:: Records shown ::

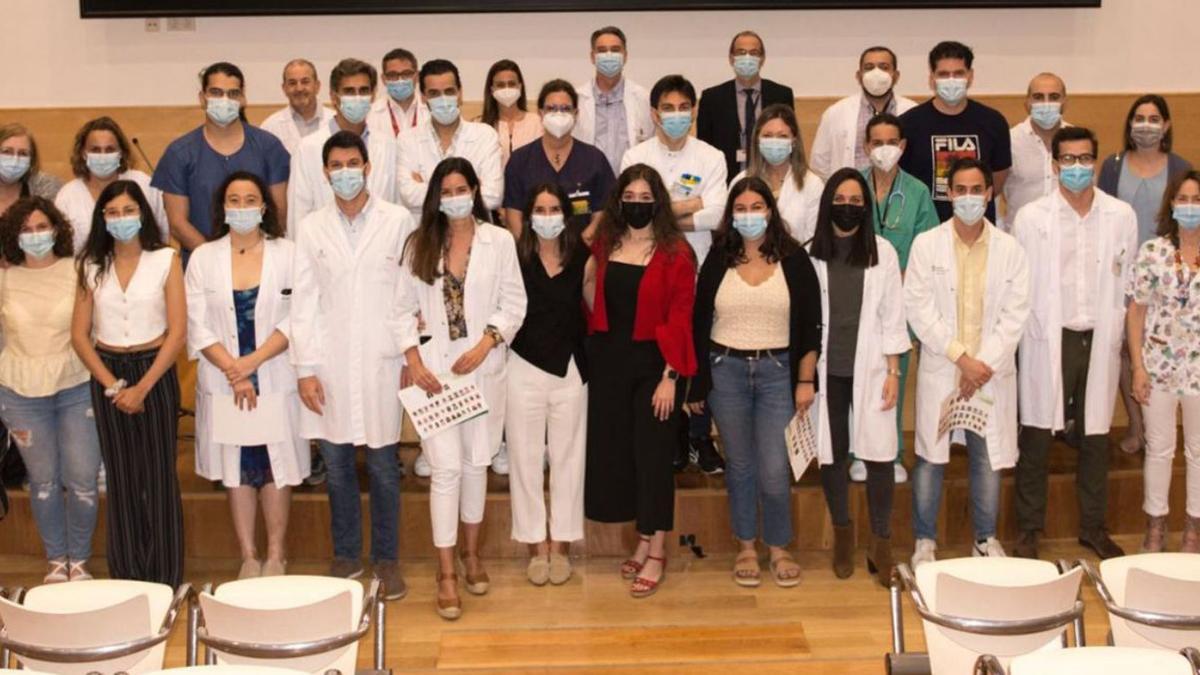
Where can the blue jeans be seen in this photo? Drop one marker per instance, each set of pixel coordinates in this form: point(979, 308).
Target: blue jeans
point(57, 438)
point(984, 485)
point(345, 503)
point(753, 402)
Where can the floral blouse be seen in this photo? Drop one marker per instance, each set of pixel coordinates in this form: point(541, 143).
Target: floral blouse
point(1170, 293)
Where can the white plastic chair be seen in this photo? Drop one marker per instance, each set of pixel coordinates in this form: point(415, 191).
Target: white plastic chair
point(307, 623)
point(1097, 661)
point(1153, 599)
point(984, 605)
point(101, 625)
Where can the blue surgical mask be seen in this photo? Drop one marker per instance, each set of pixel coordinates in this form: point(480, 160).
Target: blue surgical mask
point(347, 183)
point(547, 226)
point(457, 207)
point(401, 89)
point(102, 165)
point(244, 221)
point(747, 65)
point(676, 125)
point(124, 228)
point(36, 244)
point(223, 111)
point(1077, 178)
point(775, 150)
point(354, 108)
point(1047, 115)
point(610, 63)
point(13, 167)
point(952, 90)
point(444, 109)
point(970, 208)
point(750, 225)
point(1187, 215)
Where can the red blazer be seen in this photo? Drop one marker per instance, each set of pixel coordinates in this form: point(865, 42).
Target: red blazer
point(665, 300)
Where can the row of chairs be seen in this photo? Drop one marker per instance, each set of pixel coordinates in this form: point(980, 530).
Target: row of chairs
point(298, 623)
point(997, 615)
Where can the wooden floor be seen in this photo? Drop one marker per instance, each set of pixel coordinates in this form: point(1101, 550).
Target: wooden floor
point(699, 622)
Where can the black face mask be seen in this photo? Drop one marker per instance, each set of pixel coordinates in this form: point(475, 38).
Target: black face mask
point(847, 217)
point(637, 214)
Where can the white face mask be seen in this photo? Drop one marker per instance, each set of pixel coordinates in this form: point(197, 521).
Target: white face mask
point(885, 157)
point(876, 82)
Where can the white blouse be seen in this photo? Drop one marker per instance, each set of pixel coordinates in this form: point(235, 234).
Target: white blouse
point(138, 314)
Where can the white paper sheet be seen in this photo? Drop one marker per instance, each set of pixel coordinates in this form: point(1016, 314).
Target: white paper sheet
point(259, 426)
point(431, 413)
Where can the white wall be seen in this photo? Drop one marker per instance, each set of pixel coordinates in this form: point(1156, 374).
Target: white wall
point(58, 59)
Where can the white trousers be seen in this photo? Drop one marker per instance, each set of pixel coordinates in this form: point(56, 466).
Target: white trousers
point(459, 469)
point(546, 413)
point(1159, 417)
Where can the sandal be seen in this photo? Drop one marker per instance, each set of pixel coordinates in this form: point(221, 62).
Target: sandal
point(646, 587)
point(781, 580)
point(745, 569)
point(630, 568)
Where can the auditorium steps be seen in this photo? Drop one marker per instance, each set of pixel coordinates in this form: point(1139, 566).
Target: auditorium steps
point(701, 513)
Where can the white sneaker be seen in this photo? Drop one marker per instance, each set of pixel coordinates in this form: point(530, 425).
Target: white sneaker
point(858, 471)
point(923, 553)
point(501, 460)
point(988, 548)
point(421, 466)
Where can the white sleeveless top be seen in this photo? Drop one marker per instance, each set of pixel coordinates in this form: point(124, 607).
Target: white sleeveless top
point(753, 317)
point(137, 315)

:::

All lines from the one containing "Where can the white paper" through the last line of the data must be set down exactly. No other lines belong in the answer.

Where can the white paper sheet be seen in this photo? Drop one marker per instance, each set of pixel coordinates in this form: point(1016, 314).
Target: white paper sheet
point(259, 426)
point(431, 413)
Where can the white wall be seen in this photo? Drop one marker per instance, each set of pixel coordinates in this form: point(1156, 374).
Target: white wall
point(58, 59)
Where can the white trousers be seen in this photo? Drop one marker per instance, each set of pixel coordinates in this form: point(56, 466).
Target: white trousers
point(459, 469)
point(546, 413)
point(1159, 417)
Where can the sandal be seen in this photo? Drop one marker per instance, each set of pixel coordinates in this form: point(221, 62).
Target: sandal
point(646, 587)
point(781, 580)
point(745, 569)
point(630, 568)
Where can the auditorium steps be seen in this photo? Drop one marker per instance, each set of pixel coordinates in this form: point(1139, 566).
Target: auditorium steps
point(701, 513)
Where can the white sneaker be seen in this photo? Drop one marker per instance, each set of pixel coordinates in this form: point(530, 425).
Target: white sneaker
point(858, 471)
point(923, 553)
point(501, 460)
point(988, 548)
point(421, 466)
Where can the white sleeveless top be seen in this photo? Drop one marker per instance, each set of pixel coordinates in this form: point(124, 607).
Target: white sleeveless top
point(753, 317)
point(137, 315)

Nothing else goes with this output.